Tasks and exercises —
(a) From the article on the State Department hiring freeze, reproduce the text between "Pompeo announced the" and "the State Department.", inclusive.
(b) Translate this sentence from the hiring-freeze article into Spanish: "Pompeo announced the decision in a tweet later Tuesday as well."

Passage —
-- START --

To begin fulfilling his commitment to revitalize the State Department, Secretary of State Mike Pompeo moved on Tuesday to lift the hiring freeze which has been in place for over a year.

"Today, I am lifting the Department's hiring freeze on Foreign Service and Civil Service and authorizing the Department of State to hire to current funding levels," he wrote to State Department employees in an email. "This will give our domestic bureaus and missions overseas the flexibility to fill positions that are essential to promoting the Department's mission and the United States' foreign policy goals worldwide on behalf of the American people."

Pompeo announced the decision in a tweet later Tuesday as well.

Pompeo's pledge to strengthen the State Department won favor with its staff, which had grown demoralized over the last year. This announcement comes less than two weeks after he was sworn in as Secretary of State. During remarks at that swearing in ceremony he repeated his new mantra.

Pompeo addresses staff on first day at State Department 12:57

"I want the State Department to get its swagger back. We need our men and women out at the front lines, executing American diplomacy with great vigor and energy, and to represent the finest nation in the history of civilization," he said. Trump stood next to him during those remarks – in his first visit to the State Department.

The hiring freeze was inflicted on the Department last year when then-Secretary Rex Tillerson undertook an effort to reorganize the department. This freeze also imposed another hiring freeze -- on the family members of State Department employees posted abroad. Each case required special approval. This made it challenging for individuals who were changing posts, as is expected, and had to endure another layer of bureaucratic red tape amidst moving countries. Pompeo lifted the hiring freeze on family members on his first week in the job – and now he has expanded that move.

-- END --

Entries shown —
-- START --

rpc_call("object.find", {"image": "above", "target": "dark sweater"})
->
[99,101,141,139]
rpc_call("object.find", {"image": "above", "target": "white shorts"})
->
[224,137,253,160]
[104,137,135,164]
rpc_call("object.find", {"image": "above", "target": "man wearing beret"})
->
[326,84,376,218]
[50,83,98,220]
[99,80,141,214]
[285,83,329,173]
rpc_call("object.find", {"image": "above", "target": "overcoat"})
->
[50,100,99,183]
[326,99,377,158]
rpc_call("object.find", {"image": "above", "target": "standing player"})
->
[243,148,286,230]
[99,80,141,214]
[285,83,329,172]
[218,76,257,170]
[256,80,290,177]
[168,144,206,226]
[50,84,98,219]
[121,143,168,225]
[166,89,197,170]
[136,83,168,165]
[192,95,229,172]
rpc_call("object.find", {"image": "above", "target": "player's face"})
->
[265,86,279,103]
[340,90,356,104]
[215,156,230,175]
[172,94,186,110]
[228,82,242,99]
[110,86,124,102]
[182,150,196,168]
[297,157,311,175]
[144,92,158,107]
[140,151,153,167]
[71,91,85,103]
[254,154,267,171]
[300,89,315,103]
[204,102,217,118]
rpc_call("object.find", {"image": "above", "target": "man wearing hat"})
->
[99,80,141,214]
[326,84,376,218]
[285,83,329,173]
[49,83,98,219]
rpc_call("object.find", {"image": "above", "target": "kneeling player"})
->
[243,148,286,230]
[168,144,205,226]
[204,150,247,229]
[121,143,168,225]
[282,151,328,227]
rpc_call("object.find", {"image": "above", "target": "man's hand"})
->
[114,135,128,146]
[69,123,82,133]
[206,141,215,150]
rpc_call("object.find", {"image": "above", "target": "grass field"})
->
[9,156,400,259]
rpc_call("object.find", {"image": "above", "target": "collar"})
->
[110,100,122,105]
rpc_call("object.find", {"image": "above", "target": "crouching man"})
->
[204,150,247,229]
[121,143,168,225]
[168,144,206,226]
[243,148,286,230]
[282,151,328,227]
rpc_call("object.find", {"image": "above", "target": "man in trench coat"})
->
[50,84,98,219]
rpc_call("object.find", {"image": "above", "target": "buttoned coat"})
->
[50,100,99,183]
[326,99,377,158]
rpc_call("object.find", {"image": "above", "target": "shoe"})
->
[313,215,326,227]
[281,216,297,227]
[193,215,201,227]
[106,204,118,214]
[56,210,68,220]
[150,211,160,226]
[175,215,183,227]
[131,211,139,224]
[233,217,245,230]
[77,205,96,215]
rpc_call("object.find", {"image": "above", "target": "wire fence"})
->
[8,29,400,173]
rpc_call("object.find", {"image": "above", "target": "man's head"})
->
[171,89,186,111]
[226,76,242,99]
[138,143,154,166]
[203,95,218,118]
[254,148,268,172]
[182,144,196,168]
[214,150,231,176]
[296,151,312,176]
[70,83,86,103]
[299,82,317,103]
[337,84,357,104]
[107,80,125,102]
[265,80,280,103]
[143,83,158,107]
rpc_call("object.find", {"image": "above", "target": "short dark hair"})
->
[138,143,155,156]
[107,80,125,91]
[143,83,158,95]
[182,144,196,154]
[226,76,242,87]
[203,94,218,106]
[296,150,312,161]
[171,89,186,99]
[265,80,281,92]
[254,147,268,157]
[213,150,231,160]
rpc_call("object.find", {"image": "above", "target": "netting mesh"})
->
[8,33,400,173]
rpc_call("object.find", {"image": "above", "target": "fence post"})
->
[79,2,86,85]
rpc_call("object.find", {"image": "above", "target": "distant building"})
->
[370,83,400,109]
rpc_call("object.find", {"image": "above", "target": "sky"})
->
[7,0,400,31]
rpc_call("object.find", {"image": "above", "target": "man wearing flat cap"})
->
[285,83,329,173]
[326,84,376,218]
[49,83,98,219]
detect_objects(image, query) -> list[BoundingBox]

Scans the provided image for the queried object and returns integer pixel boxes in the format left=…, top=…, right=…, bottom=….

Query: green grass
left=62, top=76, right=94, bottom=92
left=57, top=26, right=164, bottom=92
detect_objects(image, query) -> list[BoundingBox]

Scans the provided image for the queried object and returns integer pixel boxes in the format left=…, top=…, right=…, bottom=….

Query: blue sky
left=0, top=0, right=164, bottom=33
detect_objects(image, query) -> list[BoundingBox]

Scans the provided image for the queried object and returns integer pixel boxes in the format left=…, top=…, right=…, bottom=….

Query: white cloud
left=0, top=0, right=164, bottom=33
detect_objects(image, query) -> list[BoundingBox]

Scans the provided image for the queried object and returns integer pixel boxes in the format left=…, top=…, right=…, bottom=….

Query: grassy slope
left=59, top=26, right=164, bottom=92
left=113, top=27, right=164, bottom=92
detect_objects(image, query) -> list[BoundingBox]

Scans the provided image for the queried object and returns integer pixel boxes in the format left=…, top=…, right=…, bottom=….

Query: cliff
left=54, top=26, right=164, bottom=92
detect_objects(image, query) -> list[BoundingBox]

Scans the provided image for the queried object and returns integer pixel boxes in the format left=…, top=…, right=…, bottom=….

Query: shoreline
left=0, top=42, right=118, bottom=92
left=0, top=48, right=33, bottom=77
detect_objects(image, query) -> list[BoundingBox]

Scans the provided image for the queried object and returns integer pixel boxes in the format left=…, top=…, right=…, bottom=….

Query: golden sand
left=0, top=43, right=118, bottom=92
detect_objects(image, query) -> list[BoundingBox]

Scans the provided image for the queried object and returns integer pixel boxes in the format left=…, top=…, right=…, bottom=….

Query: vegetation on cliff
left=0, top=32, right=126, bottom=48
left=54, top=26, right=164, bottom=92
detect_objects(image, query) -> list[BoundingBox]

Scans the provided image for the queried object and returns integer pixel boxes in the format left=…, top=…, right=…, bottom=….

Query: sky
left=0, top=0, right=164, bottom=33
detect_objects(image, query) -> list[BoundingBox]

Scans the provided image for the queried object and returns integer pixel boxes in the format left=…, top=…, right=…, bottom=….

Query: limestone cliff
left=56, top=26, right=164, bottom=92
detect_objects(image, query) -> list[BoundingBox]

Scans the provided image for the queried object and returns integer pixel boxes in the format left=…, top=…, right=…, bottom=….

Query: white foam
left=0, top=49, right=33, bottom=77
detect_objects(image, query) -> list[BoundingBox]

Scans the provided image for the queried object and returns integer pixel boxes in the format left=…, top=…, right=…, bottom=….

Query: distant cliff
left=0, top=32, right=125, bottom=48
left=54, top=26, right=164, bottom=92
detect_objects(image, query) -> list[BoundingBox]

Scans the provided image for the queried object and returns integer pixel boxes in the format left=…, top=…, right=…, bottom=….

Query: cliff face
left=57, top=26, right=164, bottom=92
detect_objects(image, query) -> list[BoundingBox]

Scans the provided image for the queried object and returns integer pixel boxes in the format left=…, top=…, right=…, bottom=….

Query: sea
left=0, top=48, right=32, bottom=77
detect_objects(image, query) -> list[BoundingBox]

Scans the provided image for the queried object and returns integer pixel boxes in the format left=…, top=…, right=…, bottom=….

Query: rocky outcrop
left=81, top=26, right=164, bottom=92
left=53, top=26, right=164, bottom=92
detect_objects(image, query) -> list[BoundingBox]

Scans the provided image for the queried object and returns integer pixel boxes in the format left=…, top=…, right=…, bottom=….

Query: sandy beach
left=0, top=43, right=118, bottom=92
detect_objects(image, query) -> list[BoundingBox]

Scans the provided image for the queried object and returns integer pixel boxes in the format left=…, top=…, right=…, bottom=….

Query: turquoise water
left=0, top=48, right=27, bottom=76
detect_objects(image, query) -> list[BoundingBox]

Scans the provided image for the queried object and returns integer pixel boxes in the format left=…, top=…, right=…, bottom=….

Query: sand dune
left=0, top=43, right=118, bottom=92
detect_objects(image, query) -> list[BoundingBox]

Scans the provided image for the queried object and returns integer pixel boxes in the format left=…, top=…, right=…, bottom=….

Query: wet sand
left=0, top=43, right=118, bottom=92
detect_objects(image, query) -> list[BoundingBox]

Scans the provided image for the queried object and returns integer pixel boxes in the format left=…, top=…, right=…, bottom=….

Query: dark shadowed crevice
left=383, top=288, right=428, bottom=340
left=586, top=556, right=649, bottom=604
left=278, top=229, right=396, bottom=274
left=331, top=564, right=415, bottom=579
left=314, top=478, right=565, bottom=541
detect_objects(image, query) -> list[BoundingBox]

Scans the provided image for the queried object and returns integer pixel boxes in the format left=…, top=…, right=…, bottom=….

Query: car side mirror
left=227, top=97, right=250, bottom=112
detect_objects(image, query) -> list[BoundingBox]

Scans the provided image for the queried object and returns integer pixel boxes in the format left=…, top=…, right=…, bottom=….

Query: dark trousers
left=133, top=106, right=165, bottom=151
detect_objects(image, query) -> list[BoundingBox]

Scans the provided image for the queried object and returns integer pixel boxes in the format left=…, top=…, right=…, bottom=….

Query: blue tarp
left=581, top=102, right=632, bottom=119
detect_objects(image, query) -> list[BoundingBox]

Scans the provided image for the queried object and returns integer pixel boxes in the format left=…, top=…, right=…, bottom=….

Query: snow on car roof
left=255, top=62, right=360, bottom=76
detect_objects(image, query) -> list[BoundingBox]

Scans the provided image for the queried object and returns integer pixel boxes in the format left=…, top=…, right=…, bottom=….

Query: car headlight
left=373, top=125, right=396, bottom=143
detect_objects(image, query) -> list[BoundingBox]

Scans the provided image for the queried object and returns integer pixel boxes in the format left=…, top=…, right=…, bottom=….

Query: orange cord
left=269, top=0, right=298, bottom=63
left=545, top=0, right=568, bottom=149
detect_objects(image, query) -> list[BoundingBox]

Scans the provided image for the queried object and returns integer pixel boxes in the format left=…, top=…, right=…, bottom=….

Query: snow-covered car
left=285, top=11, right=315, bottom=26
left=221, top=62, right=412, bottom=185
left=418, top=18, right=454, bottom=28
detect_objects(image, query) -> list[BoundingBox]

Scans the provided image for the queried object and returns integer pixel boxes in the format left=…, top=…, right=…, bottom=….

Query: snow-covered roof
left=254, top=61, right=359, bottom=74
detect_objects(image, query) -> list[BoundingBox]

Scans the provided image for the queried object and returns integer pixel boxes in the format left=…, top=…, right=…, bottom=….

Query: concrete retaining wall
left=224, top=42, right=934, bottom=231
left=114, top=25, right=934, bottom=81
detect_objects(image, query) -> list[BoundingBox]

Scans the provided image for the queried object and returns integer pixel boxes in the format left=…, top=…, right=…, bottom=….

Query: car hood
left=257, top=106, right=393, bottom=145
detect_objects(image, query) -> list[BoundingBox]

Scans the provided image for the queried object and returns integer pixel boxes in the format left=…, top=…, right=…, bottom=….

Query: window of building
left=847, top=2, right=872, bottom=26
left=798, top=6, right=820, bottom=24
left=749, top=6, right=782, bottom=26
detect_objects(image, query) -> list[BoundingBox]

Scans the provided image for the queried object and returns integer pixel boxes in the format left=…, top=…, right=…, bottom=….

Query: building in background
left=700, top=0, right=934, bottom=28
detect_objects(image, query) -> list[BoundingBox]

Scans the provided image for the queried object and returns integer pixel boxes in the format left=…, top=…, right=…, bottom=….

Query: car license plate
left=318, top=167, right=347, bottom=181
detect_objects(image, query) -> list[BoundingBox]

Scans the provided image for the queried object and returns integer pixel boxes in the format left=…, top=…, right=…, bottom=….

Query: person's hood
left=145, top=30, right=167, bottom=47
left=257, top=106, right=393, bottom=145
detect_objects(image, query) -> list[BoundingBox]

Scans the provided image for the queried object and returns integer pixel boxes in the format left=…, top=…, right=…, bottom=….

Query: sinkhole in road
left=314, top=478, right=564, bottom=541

-- END --

Solutions in order —
(a)
Pompeo announced the decision in a tweet later Tuesday as well.

Pompeo's pledge to strengthen the State Department won favor with its staff, which had grown demoralized over the last year. This announcement comes less than two weeks after he was sworn in as Secretary of State. During remarks at that swearing in ceremony he repeated his new mantra.

Pompeo addresses staff on first day at State Department 12:57

"I want the State Department to get its swagger back. We need our men and women out at the front lines, executing American diplomacy with great vigor and energy, and to represent the finest nation in the history of civilization," he said. Trump stood next to him during those remarks – in his first visit to the State Department.

(b) Pompeo también anunció la decisión en un tuit más tarde el martes.